–Joseph A. Federico, CEO of Anchors To Dusk Publishing & Media
Some say social media isn’t for them and others have a false and preconceived notion that by simply having a conversation about marketing, that said conversation would quickly degrade into one about advertising and dollar spend. Let me stop right there and say that is absolutely incorrect.
So, what is social media? Why are we fascinated — to the point of being obsessed — with accumulating likes, shares and pins? When and how did this start? And more importantly, where is it going?
We’re not going to dissect the story in its entirety…I’ll save that for a paid consultation or weekend retreat (Yes, I offer those, too…). But for now, I’ll gently dive right in and offer the abridged version.
You’ve heard of Facebook and Mark Zuckerberg. And by now, all these years later, who hasn’t? Facebook — one of the most popular social platforms to-date — started off as a “social” platform that was created to allow college students to communicate with one another, to share campus happenings and build virtual communities with the same cause.
It wasn’t until 2005 — around the time I dove head first into the publishing and marketing scene — that Zuckerberg and his crew had expanded the platform and began allowing the general population to reap its benefits. Wait, benefits? Yes. Facebook opened the floodgates and invited ordinary people to become more actively “social” and encouraged them to “peacock” …to show off and let their proverbial freak flags fly.

□ □ □ □ □

**Complete the following**
[A] According to the social media passage, in what year did Facebook start letting the general population use it?
[B] Write the next few sentences of the social media passage, picking up after its final sentence.
The items after this have nothing to do with the social media passage.

□ □ □ □ □

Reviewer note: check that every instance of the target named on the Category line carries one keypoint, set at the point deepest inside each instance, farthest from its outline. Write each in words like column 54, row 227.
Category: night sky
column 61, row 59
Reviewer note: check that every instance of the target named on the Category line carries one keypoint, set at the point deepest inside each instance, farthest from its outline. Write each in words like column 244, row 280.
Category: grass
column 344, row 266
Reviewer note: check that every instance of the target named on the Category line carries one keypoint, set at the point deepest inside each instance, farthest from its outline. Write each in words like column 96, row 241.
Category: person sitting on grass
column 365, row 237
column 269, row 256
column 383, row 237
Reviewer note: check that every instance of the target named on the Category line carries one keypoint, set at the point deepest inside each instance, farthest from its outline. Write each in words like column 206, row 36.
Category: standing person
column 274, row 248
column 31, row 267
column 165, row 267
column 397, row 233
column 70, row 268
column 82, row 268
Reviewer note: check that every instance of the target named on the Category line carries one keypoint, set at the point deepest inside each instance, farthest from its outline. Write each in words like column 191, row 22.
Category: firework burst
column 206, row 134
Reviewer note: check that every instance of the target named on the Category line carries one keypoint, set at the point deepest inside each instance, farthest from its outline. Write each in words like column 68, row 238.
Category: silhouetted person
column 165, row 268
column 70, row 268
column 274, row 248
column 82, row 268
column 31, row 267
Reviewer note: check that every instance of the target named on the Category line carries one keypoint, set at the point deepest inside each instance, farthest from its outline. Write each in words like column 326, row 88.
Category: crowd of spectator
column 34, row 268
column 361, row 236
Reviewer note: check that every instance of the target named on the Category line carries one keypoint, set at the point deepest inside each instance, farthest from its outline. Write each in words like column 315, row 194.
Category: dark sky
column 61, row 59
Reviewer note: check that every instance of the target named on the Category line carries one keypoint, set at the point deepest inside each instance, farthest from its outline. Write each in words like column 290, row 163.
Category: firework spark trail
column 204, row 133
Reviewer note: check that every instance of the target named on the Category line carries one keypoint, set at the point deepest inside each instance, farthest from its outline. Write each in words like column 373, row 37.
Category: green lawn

□ □ □ □ □

**Answers below**
[A] 2005

[B]
Sure, social media may have originally been created for/used to allow people to paint organic portraits of themselves or how perfect home life may have been, or even to allow loved ones to stay in touch…but that was just the beginning. The beast that we now know as social media today evolved at record speed. And most people still to this day, don’t know how to properly navigate through this landscape.
To be on social media is to have access to a special power, to be able to take control of your narrative, to tell the story that’s hidden deep inside of you on your own terms. It’s also up to you to tell the world about your business and how it’s owned and operated. It’s a gift.
Let’s go back even further than Facebook’s inception, and dissect an even more unforgiving platform called Friendster…and Hot Or Not before that. Those social arenas held the basic functionalities of the now-Facebook: Chat, Liking, Sharing…but on a much smaller scale.
Friendster allowed users to request and nurture virtual friendships with strangers across the country. I don’t believe it even had a blog or article section at the time or allowed for organic self-expression. It was a simple tool that allowed people to become “friends” with others, plain and simple.
Now Hot Or Not, that platform’s main objective was to get people to rate others’ looks and decide whether or not someone was attractive. Think of it as a platform where influencers gathered, but they weren’t selling products or signing-up to become brand ambassadors. Platform users were essentially selling themselves…for ratings. Think of Hot Or Not as the grandfather to modern dating applications, such as…well…the list is truly too long and boring to even mention.
Now that a number of years have gone by, we’re facing the dawning of a new age of social media. One of the first rules you have to follow is this: Organic content is now and forever will be king. Long gone are the days when a company would post a coupon, for instance, online and hope consumers would purchase their product or take advantage of said sale. The future is not in sales…it’s in how a brand makes a customer or client feel.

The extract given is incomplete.